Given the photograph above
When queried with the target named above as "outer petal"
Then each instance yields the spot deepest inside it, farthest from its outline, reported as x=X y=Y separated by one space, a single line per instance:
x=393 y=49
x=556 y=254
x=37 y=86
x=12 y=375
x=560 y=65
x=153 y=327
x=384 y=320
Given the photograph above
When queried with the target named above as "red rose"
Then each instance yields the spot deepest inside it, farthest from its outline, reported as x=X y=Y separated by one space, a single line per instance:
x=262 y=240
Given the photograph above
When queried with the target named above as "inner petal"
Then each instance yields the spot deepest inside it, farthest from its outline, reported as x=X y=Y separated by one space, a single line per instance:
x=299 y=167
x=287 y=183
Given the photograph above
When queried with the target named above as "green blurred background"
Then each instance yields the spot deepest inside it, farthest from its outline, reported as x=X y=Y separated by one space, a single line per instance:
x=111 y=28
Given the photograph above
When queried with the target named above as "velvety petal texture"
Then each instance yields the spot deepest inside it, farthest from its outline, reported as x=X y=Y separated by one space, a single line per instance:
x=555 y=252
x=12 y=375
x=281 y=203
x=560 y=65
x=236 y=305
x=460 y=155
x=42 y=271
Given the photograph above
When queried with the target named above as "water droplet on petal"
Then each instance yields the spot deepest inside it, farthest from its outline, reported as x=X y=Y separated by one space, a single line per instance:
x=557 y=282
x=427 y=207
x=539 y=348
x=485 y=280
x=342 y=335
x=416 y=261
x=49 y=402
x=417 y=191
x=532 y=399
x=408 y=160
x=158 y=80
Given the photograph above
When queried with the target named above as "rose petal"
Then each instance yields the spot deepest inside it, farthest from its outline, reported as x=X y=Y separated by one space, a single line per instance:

● Instructions for the task: Can you switch "outer petal" to "outermost petal" in the lines running from the start of the data through the line with "x=384 y=320", and give only those lines back with everything else unchanged?

● Worked answer:
Given the photograph above
When queried with the target named above as "outermost petal"
Then each instance yields the spot deepest inside it, farthest from its outline, reported as x=X y=Y separated by one space, a single line per instance:
x=393 y=49
x=556 y=254
x=37 y=86
x=12 y=375
x=560 y=65
x=153 y=327
x=384 y=320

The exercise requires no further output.